**Goal**
Rewrite the listing below with "photograph" swapped out for "image" everywhere it occurs and nothing else altered, omitting the pictures from your output.

Records excerpted from a collection:
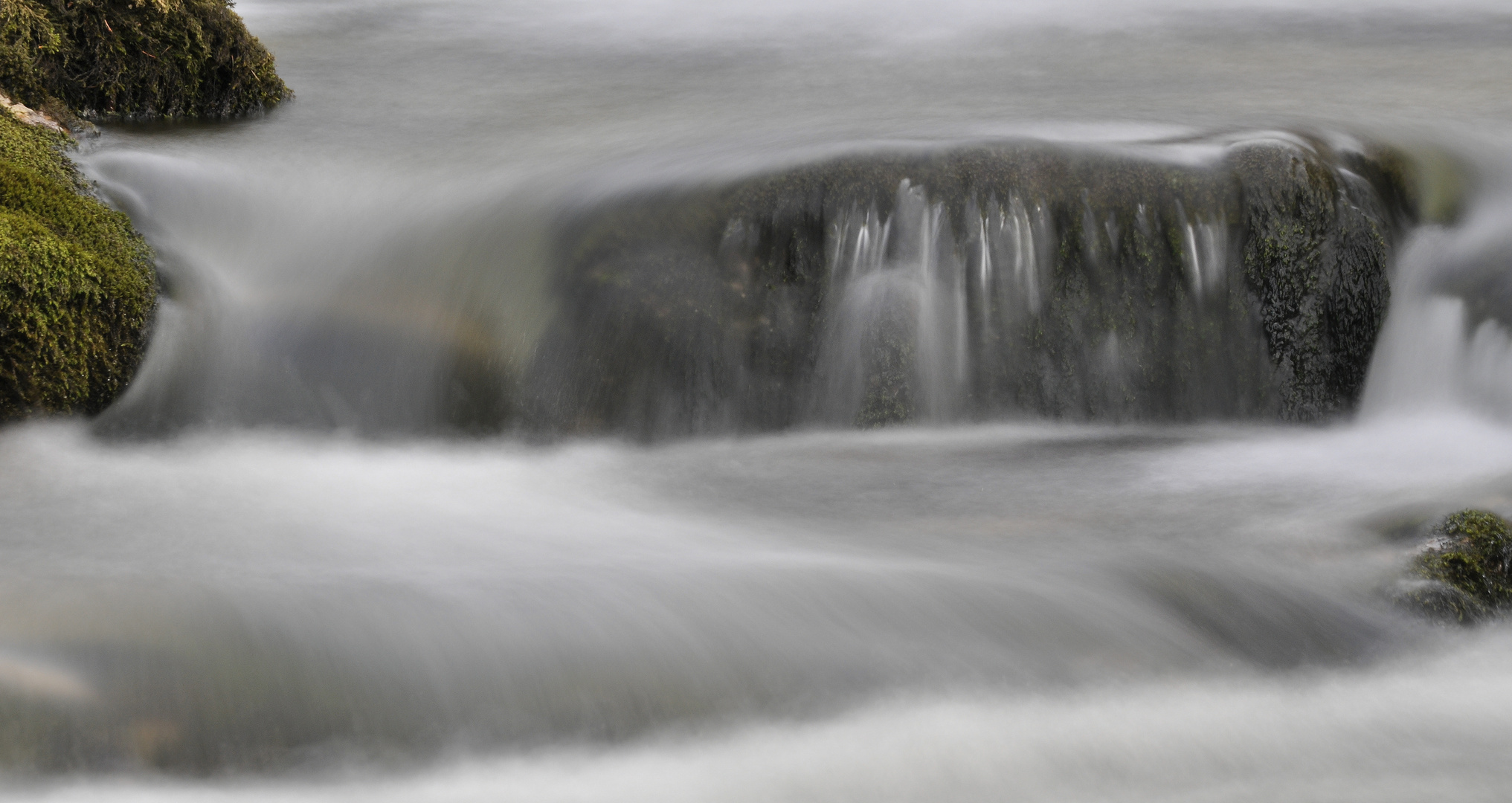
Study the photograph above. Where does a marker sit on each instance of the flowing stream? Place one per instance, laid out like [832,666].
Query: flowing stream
[295,563]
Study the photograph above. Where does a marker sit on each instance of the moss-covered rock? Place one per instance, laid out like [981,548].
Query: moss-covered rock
[135,59]
[1465,573]
[76,283]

**Exercise answer**
Study the image above. Where does a marker sit on each instance of the flowing stream? Place one per instance, laid out like [832,666].
Query: flowing stream
[295,563]
Study the image above. Where does a marker sit on each instance of the moss-covered rock? Place one per instance, laid out like [981,548].
Query: moss-covered rock
[135,59]
[1465,573]
[76,283]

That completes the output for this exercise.